**WHAT YOU NEED TO DO**
Turn the part of the records that opens with the line containing "Guideline: for each instance of the man's" and closes with the line containing "column 1112, row 374", both included, into a numbered list, leaving out any blank lines. List only those lines.
>> START
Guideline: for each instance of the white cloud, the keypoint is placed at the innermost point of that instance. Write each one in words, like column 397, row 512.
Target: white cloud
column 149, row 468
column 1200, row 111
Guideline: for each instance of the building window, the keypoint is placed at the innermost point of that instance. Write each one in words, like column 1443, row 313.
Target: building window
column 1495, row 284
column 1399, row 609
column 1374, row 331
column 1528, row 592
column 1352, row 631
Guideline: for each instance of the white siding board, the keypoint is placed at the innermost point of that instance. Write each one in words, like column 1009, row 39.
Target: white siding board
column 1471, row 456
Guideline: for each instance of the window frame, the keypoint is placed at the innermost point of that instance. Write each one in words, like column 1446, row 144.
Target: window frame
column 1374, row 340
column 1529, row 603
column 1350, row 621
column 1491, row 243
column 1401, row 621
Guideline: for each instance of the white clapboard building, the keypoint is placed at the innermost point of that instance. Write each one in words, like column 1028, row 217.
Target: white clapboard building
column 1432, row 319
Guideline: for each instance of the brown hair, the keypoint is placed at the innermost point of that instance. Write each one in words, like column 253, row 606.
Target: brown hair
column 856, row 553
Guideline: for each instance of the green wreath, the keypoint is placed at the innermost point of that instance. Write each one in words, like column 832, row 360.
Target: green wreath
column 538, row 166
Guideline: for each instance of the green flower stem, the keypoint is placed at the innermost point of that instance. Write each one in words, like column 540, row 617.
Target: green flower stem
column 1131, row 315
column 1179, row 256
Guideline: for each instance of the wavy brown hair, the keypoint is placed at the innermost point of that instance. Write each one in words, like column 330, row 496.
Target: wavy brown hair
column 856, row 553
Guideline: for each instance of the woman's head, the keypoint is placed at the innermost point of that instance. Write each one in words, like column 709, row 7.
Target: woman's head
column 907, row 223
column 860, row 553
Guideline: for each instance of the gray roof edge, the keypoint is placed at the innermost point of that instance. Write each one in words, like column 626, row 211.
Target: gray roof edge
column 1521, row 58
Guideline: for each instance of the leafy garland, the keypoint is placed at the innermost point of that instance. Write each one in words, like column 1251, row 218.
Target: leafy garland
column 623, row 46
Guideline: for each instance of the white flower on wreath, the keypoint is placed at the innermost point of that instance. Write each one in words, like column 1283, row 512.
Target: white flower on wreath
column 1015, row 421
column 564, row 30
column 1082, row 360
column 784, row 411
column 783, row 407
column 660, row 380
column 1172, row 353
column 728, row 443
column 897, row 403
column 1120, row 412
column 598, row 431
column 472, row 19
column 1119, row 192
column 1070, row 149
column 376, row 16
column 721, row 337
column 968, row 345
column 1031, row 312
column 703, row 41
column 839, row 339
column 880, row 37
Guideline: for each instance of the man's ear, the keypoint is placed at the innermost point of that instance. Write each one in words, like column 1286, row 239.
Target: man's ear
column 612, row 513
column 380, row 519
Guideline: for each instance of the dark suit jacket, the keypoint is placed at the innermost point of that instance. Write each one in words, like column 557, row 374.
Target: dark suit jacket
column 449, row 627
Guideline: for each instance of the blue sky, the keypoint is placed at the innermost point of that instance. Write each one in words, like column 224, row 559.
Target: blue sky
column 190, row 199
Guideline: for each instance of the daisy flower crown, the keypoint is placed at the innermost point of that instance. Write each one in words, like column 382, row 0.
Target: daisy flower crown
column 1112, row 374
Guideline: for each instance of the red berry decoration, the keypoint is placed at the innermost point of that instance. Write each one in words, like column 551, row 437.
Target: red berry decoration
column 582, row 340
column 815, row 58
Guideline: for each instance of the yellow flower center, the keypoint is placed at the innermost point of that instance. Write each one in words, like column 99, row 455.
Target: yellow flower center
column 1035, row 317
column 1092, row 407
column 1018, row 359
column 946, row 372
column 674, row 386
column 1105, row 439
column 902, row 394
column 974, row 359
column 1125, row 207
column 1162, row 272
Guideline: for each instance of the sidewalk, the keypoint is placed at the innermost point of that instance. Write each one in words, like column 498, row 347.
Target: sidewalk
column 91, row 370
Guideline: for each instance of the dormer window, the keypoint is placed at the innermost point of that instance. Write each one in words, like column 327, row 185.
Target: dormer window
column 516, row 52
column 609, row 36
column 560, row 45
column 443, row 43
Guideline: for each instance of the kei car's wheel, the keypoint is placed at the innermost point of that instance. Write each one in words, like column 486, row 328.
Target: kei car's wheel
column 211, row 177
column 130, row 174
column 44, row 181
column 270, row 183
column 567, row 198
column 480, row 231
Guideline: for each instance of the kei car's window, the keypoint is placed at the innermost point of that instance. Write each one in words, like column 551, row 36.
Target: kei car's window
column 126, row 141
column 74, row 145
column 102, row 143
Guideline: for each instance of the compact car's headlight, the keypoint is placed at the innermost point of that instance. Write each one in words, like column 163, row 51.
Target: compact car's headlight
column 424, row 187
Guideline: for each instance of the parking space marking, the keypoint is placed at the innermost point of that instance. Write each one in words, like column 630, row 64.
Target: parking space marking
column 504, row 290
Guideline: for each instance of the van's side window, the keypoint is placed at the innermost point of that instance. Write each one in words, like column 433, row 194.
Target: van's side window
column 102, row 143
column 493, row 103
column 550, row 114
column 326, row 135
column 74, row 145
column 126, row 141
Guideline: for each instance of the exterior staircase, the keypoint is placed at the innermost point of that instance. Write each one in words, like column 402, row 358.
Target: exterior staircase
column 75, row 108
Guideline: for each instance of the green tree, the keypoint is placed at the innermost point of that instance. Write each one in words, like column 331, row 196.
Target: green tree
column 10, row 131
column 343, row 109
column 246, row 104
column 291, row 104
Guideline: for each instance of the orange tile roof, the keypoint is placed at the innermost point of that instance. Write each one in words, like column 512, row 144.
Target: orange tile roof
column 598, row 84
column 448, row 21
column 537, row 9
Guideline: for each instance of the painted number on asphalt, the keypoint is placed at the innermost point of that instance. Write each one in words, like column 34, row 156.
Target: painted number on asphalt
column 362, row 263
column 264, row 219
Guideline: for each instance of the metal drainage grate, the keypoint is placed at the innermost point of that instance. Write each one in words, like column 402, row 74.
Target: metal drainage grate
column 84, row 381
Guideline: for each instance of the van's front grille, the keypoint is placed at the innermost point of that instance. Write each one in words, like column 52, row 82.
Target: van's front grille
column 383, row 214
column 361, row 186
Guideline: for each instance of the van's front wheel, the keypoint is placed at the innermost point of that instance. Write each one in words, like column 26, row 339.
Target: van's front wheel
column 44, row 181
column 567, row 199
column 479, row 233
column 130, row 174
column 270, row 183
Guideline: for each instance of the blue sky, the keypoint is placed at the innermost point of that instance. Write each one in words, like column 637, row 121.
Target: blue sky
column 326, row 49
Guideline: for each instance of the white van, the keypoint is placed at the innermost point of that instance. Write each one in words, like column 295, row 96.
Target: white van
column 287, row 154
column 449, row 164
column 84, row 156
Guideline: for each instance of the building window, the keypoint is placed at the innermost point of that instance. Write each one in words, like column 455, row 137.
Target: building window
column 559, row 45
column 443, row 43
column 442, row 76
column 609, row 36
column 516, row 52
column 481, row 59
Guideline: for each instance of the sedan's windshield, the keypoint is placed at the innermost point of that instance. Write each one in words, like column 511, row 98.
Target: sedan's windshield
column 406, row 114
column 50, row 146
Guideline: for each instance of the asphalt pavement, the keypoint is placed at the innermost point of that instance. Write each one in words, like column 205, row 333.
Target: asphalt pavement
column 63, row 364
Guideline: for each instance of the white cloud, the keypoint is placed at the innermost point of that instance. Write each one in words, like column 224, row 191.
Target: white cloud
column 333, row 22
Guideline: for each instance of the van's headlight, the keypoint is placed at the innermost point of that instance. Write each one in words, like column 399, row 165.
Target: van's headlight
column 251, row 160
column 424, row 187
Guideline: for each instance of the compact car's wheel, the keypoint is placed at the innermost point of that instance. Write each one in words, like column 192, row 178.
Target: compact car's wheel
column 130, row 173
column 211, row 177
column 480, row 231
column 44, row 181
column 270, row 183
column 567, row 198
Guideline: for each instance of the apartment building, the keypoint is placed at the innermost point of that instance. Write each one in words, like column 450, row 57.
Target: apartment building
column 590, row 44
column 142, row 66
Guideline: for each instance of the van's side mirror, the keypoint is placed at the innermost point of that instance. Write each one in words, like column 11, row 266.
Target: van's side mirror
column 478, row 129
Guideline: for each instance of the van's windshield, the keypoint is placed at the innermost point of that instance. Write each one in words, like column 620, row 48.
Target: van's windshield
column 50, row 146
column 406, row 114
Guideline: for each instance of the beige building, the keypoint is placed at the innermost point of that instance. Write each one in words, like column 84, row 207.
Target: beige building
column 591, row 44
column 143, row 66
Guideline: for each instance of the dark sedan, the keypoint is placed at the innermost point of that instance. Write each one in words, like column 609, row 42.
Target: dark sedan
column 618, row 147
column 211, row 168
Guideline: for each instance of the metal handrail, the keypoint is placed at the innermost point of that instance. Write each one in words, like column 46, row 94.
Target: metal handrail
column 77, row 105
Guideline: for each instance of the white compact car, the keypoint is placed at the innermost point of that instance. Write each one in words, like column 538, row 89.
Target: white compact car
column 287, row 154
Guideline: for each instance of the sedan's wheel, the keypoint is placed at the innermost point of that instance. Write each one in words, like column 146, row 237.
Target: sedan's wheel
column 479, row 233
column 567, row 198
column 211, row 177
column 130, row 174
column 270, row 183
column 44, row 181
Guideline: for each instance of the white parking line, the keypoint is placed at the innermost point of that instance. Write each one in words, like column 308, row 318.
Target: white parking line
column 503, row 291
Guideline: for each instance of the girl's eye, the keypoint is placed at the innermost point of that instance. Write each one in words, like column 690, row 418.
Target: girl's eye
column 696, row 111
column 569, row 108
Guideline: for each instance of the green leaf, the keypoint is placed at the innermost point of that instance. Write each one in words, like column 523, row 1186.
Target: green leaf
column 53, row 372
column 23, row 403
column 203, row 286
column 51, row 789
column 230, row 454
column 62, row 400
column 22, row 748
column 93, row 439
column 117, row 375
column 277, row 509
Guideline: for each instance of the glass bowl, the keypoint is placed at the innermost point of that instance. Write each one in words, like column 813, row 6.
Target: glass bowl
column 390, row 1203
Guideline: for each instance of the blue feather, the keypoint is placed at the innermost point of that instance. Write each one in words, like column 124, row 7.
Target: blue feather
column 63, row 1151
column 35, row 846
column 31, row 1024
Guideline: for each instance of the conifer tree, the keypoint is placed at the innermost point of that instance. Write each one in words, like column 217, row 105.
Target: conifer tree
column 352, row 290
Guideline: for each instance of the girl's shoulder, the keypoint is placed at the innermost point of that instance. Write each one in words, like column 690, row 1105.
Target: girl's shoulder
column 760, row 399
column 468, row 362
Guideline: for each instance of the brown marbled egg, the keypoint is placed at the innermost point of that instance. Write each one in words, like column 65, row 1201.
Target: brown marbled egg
>> END
**RESPONSE TO THE EXERCISE**
1. Guideline: for each instance of the man's ear, the keypoint is placed at the innermost point of that instance. Write each one in words, like column 1286, row 239.
2. Target: man's ear
3. column 612, row 513
4. column 380, row 519
5. Guideline: for each instance of the dark suit jacket, the keypoint is placed at the innermost point of that instance. Write each one in words, like column 557, row 374.
6. Target: dark suit jacket
7. column 449, row 627
8. Guideline: for each instance of the blue sky, the keypoint is placed at the innermost point of that instance. Write each one in words, like column 224, row 559.
9. Target: blue sky
10. column 190, row 199
11. Guideline: for each instance of the daisy flower crown, the keypoint is placed at the innermost point of that instance. Write each one in words, like column 382, row 0.
12. Target: daisy flower crown
13. column 1112, row 374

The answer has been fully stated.